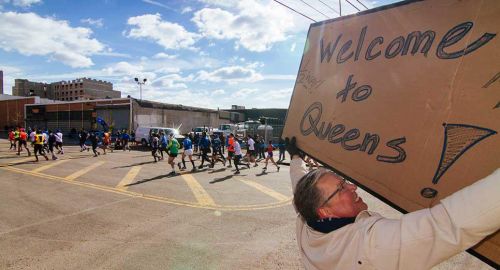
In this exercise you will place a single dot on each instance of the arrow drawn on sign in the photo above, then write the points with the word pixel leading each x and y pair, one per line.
pixel 458 139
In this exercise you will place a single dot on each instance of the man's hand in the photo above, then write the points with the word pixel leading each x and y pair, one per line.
pixel 292 149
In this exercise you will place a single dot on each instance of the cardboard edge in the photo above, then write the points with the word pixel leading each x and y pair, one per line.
pixel 483 258
pixel 371 192
pixel 368 11
pixel 296 77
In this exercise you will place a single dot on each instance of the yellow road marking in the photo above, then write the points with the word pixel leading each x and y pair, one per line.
pixel 199 192
pixel 265 190
pixel 248 207
pixel 52 164
pixel 128 178
pixel 83 171
pixel 18 161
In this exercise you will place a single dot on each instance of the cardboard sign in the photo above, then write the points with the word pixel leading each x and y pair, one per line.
pixel 404 100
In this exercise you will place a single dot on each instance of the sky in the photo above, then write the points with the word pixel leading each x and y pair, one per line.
pixel 203 53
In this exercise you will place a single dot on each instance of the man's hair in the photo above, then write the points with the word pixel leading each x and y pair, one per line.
pixel 307 197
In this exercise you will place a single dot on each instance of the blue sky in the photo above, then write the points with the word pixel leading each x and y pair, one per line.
pixel 206 53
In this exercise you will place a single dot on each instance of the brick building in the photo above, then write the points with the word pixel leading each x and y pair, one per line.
pixel 79 89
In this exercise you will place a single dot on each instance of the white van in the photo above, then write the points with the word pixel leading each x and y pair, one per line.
pixel 143 134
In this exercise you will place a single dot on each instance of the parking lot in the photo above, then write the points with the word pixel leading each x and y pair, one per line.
pixel 123 211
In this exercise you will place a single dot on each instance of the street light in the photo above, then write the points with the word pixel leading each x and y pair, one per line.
pixel 140 84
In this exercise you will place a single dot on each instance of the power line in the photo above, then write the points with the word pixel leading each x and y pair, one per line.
pixel 314 8
pixel 361 4
pixel 352 5
pixel 329 6
pixel 293 10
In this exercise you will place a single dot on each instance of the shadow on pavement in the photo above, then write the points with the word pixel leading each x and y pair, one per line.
pixel 216 180
pixel 135 164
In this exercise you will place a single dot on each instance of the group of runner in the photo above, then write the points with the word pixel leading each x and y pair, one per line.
pixel 207 145
pixel 210 148
pixel 42 142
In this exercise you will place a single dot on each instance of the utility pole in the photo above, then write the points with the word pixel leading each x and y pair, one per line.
pixel 140 83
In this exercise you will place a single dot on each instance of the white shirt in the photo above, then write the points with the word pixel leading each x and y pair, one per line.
pixel 237 147
pixel 59 137
pixel 251 144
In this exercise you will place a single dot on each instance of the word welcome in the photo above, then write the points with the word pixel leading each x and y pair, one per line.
pixel 401 45
pixel 310 124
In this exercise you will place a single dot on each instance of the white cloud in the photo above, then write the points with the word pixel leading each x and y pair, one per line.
pixel 172 81
pixel 232 74
pixel 254 25
pixel 218 92
pixel 164 56
pixel 25 3
pixel 130 71
pixel 30 34
pixel 220 3
pixel 245 92
pixel 186 10
pixel 155 3
pixel 93 22
pixel 166 34
pixel 279 94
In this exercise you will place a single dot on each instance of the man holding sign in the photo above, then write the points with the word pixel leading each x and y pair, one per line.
pixel 335 230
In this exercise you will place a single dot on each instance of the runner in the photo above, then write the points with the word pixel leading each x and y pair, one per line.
pixel 251 151
pixel 38 146
pixel 270 149
pixel 32 136
pixel 16 137
pixel 163 143
pixel 12 140
pixel 125 140
pixel 311 163
pixel 23 137
pixel 154 146
pixel 59 142
pixel 83 135
pixel 281 147
pixel 106 142
pixel 52 142
pixel 237 156
pixel 230 148
pixel 173 150
pixel 204 148
pixel 216 151
pixel 188 151
pixel 94 139
pixel 45 134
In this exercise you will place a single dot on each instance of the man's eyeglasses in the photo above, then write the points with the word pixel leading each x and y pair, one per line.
pixel 340 187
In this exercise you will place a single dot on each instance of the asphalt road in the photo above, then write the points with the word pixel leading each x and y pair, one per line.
pixel 122 211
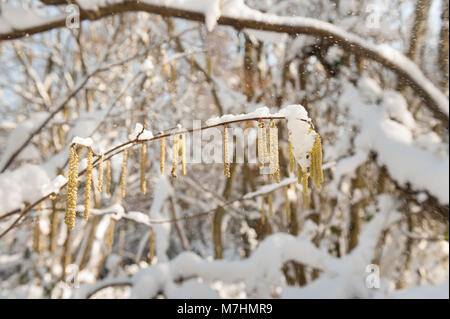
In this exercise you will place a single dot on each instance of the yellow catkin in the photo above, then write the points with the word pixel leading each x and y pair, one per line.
pixel 162 158
pixel 100 173
pixel 151 252
pixel 226 153
pixel 288 204
pixel 87 193
pixel 143 181
pixel 72 188
pixel 305 189
pixel 316 163
pixel 183 153
pixel 208 64
pixel 175 153
pixel 319 158
pixel 36 235
pixel 53 228
pixel 123 180
pixel 274 161
pixel 261 143
pixel 165 66
pixel 110 235
pixel 312 166
pixel 269 201
pixel 300 173
pixel 173 73
pixel 263 211
pixel 291 158
pixel 108 177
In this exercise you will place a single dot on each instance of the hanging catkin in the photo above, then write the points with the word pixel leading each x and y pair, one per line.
pixel 288 204
pixel 162 157
pixel 175 153
pixel 226 152
pixel 299 173
pixel 143 182
pixel 316 162
pixel 269 201
pixel 208 63
pixel 263 211
pixel 183 153
pixel 291 158
pixel 262 149
pixel 36 235
pixel 87 193
pixel 151 252
pixel 53 228
pixel 123 180
pixel 72 188
pixel 100 173
pixel 305 189
pixel 273 149
pixel 108 177
pixel 110 235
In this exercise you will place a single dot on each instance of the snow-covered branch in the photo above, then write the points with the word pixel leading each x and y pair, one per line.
pixel 236 14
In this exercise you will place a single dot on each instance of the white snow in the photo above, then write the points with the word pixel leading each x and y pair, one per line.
pixel 82 141
pixel 140 132
pixel 301 136
pixel 21 185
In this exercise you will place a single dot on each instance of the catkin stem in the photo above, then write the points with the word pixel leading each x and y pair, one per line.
pixel 143 182
pixel 72 188
pixel 87 193
pixel 123 181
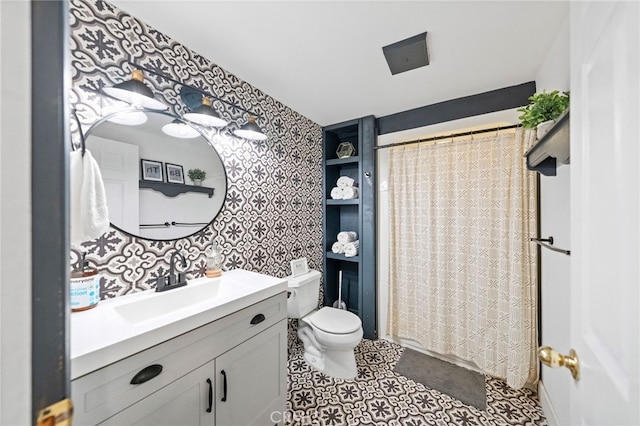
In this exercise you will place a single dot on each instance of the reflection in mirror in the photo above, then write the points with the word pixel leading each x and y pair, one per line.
pixel 156 202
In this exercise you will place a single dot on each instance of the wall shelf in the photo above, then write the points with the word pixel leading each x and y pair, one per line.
pixel 174 189
pixel 340 161
pixel 332 202
pixel 358 272
pixel 336 256
pixel 551 148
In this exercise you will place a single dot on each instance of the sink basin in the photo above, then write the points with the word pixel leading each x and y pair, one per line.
pixel 153 304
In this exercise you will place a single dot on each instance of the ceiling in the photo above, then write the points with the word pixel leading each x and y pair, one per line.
pixel 324 59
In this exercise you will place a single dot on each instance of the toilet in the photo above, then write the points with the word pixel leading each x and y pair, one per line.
pixel 329 334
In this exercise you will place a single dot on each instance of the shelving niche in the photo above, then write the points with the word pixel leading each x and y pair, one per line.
pixel 359 272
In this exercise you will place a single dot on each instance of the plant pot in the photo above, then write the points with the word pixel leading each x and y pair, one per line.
pixel 544 127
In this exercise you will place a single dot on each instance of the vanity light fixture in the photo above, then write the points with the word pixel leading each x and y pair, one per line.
pixel 135 92
pixel 179 129
pixel 205 115
pixel 198 101
pixel 250 130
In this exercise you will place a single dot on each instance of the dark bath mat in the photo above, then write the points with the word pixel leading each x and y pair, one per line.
pixel 458 382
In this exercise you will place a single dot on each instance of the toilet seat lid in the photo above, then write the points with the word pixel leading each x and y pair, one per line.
pixel 336 321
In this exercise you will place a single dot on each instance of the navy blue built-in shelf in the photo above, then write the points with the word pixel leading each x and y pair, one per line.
pixel 333 202
pixel 358 272
pixel 332 255
pixel 340 161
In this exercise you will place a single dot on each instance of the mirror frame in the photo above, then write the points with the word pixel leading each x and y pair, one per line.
pixel 85 136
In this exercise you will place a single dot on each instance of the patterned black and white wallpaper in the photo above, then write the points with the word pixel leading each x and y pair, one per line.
pixel 273 209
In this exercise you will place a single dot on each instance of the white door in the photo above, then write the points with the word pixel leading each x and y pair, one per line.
pixel 119 165
pixel 605 188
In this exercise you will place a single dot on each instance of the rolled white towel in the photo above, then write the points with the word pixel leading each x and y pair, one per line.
pixel 337 247
pixel 345 181
pixel 345 237
pixel 349 193
pixel 351 249
pixel 336 193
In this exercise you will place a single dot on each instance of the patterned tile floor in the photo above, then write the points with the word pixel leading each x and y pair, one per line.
pixel 379 396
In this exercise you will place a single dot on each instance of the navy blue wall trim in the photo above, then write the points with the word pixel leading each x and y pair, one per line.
pixel 50 203
pixel 468 106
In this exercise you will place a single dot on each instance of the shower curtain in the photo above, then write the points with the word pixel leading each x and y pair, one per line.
pixel 463 274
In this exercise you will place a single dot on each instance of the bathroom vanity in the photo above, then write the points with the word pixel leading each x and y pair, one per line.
pixel 213 352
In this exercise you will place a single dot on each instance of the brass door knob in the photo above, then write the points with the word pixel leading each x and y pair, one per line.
pixel 552 358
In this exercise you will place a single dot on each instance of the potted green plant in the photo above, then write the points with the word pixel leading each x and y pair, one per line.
pixel 543 109
pixel 197 176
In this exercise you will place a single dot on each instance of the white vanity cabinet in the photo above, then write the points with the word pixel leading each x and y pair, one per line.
pixel 231 371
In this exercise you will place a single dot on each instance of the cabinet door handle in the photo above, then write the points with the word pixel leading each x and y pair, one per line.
pixel 257 319
pixel 210 395
pixel 224 386
pixel 146 374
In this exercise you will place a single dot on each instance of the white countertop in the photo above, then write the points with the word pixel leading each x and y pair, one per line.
pixel 102 335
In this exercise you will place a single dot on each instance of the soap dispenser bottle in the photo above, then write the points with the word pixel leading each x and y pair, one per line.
pixel 213 267
pixel 85 286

> _Aim_
Return verbatim the lines of the records that start with the line containing "of the street" and go on through the line containing "pixel 140 83", including both of those lines.

> _Task output_
In this exercise you will place a single dot on each instance of the street light in the photo above, then write the points with the word pixel leading each x and y pair, one per line.
pixel 140 84
In this exercise you will place a single dot on each instance of the power line in the photo above, then write the points with the word pixel leading each x and y pair, one per line.
pixel 314 8
pixel 361 4
pixel 352 5
pixel 329 6
pixel 293 10
In this exercise you will place a single dot on each instance of the shadow on pavement in the photo above, then write the points with the word pixel leading each x and y pair, one per line.
pixel 216 180
pixel 135 164
In this exercise you will place a single dot on each instance of the group of runner in the photo above, then write the points with the word pixel leading each x and y pair, one per line.
pixel 207 145
pixel 210 148
pixel 42 142
In this exercise you will place a single dot on each instance of the utility pole in the photo above, then write the points with the word pixel leading each x and y pair, one per line.
pixel 140 83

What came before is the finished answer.